── Extracted entries ──

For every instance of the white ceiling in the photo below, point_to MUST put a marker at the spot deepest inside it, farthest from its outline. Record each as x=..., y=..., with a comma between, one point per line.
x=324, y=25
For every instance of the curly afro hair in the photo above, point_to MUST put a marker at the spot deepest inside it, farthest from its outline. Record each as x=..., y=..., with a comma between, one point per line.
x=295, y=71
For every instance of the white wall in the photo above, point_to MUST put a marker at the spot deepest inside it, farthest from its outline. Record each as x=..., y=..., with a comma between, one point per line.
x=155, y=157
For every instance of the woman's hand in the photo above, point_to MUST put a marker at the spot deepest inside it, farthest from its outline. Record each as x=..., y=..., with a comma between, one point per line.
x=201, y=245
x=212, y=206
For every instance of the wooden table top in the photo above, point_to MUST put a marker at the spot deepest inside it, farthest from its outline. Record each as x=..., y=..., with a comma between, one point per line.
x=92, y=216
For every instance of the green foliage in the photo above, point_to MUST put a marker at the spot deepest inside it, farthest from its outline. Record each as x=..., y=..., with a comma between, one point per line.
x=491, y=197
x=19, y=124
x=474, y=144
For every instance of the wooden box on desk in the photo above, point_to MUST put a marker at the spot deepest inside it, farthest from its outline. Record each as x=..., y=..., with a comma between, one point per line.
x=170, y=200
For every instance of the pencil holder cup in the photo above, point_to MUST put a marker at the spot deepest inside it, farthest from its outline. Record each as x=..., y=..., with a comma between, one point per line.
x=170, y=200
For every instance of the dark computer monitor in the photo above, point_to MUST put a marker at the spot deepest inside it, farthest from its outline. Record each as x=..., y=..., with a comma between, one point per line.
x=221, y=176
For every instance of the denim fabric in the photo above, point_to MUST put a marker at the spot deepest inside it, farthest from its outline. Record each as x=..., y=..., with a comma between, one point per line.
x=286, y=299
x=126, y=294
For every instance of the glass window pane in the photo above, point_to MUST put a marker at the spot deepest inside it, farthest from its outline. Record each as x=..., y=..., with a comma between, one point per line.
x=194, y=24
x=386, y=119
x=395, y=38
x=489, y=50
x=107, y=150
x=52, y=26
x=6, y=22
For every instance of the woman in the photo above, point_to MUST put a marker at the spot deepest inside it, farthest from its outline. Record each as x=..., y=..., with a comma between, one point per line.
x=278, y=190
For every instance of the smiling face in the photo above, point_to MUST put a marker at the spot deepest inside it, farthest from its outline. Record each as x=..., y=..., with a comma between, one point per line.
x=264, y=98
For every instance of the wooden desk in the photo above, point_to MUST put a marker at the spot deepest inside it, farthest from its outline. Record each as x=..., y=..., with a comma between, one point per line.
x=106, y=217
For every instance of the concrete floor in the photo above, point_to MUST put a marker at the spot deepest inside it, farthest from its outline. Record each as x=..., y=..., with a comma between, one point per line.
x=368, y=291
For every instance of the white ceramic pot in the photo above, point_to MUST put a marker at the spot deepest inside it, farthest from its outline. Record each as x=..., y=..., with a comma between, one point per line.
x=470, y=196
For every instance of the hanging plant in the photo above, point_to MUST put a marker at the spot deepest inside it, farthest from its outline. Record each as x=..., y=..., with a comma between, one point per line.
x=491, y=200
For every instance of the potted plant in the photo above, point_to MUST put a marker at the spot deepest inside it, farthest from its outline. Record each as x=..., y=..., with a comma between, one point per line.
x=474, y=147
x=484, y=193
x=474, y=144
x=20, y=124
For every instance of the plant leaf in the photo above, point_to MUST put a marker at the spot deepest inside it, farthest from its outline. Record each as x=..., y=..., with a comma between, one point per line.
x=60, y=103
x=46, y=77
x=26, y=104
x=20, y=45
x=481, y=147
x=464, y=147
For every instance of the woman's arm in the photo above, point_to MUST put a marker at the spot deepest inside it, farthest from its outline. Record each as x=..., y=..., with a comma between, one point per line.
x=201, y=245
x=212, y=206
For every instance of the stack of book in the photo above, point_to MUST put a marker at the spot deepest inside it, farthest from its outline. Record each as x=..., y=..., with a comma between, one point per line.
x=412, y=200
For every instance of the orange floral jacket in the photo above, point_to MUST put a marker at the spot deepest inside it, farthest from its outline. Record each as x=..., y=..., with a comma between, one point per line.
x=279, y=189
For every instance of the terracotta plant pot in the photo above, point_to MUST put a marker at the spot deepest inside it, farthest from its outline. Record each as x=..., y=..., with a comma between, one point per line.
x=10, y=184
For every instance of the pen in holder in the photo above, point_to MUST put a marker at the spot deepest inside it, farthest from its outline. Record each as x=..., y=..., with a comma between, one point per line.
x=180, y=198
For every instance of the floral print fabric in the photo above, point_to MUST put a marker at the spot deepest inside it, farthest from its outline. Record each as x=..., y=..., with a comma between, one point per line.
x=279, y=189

───

Exactly as they appear above, copy out all the records.

For every instance of the white ceiling in the photo below, point_to MUST put a marker at the spot deepest inside it, farthest from its outline. Record each as x=..., y=..., with a comma between, one point per line.
x=324, y=25
For every instance of the curly afro hair in the photo above, point_to MUST put a marker at the spot deepest inside it, farthest from its outline. Record each as x=..., y=..., with a comma between, one point per line.
x=295, y=71
For every instance of the white wall in the photo above, point_to MUST put a marker at the spot deepest inside it, farthest from its outline. Record each as x=..., y=..., with a comma between, one point per line.
x=155, y=157
For every instance of the woman's hand in the photo above, point_to MUST put a marker at the spot deepest inside it, farthest from its outline. Record each as x=..., y=..., with a comma between, one point per line.
x=201, y=245
x=212, y=206
For every instance of the wooden table top in the photo above, point_to MUST put a marker at the spot deepest inside it, farthest from its outline. Record each as x=..., y=..., with a comma between, one point per line.
x=92, y=216
For every instance of the green foliage in the photo above, point_to MUST put a marker at the spot deepest inside it, farthest from its outline. Record each as x=..., y=..., with a comma between, one point per line.
x=491, y=197
x=19, y=124
x=474, y=144
For every instance of the wooden box on desk in the photo above, point_to MUST put a marker at the spot deepest inside it, farthest from its outline. Record each as x=..., y=..., with a comma between, one point per line.
x=170, y=200
For every instance of the pencil holder cup in the photo above, point_to MUST put a marker at the spot deepest inside it, farthest from its outline. Record each as x=..., y=..., with a comma between, one point per line.
x=170, y=200
For every instance of the dark computer monitor in the photo above, point_to MUST put a marker at the spot deepest inside it, farthest from its outline. Record each as x=..., y=..., with a comma between, one point per line.
x=221, y=176
For every instance of the denim fabric in the photo above, point_to MUST put a marker at the spot deepest inside it, farthest from its outline. Record each as x=..., y=..., with a comma between, one point per line.
x=286, y=299
x=126, y=294
For every instance of the glass window pane in the photo above, point_to MUST put a marker at the spot deepest inside it, farthest from its outline. Record each as x=..., y=..., with a comma between, one point per line.
x=194, y=24
x=386, y=119
x=395, y=38
x=489, y=50
x=107, y=150
x=52, y=26
x=6, y=22
For every instance of the woman in the photo above, point_to MUST put a marker at the spot deepest inside it, farthest from its outline. Record each as x=..., y=..., with a comma between, one point per line.
x=278, y=190
For every instance of the smiling face in the photo above, point_to MUST put a marker at the spot deepest inside it, farthest from its outline. Record each as x=..., y=..., with a comma between, one point per line.
x=264, y=98
For every instance of the wooden desk in the photo above, point_to MUST put a marker at the spot deepest inside it, farthest from its outline. Record each as x=..., y=..., with a comma between, one point per line.
x=106, y=217
For every instance of the concrete floor in the photo above, point_to MUST put a marker at the spot deepest inside it, farthest from its outline. Record each as x=..., y=..., with a comma between, one point per line.
x=368, y=291
For every instance of the white ceramic pot in the photo above, point_to MUST put a marker at the spot deepest inside it, farthest from its outline. Record each as x=..., y=..., with a comma between, one point per line.
x=470, y=196
For every instance of the hanging plant in the photo above, point_to MUST put a marker at the spot deepest inside it, farthest from its outline. Record each as x=..., y=..., with a comma between, one point per line.
x=491, y=200
For every instance of the potted plant in the photo above, point_to MUST put a marker at the spot deepest inside it, farthest from its outline. Record each as x=..., y=..., with a comma between, one point per line.
x=474, y=147
x=484, y=193
x=474, y=144
x=20, y=124
For every instance of the plant leaf in the photo above, point_to MUST put a marker at the spot deepest inside it, farthest from its outline. Record each as x=..., y=..., with a comma between, one point per line.
x=60, y=103
x=46, y=77
x=26, y=104
x=20, y=45
x=481, y=147
x=464, y=147
For every instance of the woman's arm in the photo above, point_to MUST put a marker at the spot deepest inside it, farthest from its outline. Record each as x=..., y=..., with a comma between, one point per line.
x=201, y=245
x=212, y=206
For every instance of the stack of book in the photo above, point_to MUST put a marker at the spot deepest inside it, farthest from its outline. Record each as x=..., y=..., with a comma between, one point per line.
x=412, y=200
For every instance of the orange floral jacket in the photo above, point_to MUST put a marker at the spot deepest inside it, farthest from its outline. Record each as x=..., y=..., with a comma between, one point per line.
x=279, y=189
For every instance of the terracotta plant pot in the photo above, point_to MUST put a marker at the spot deepest inside it, farthest from its outline. Record each as x=..., y=..., with a comma between, one point per line.
x=10, y=184
For every instance of the pen in holder in the photo above, point_to MUST put a marker at the spot deepest inside it, farthest from its outline. Record each as x=..., y=..., with a comma between, one point per line.
x=180, y=198
For every instance of the floral print fabric in the photo above, point_to MUST put a marker at the spot deepest inside it, farthest from its outline. Record each as x=..., y=..., with a comma between, one point per line.
x=279, y=189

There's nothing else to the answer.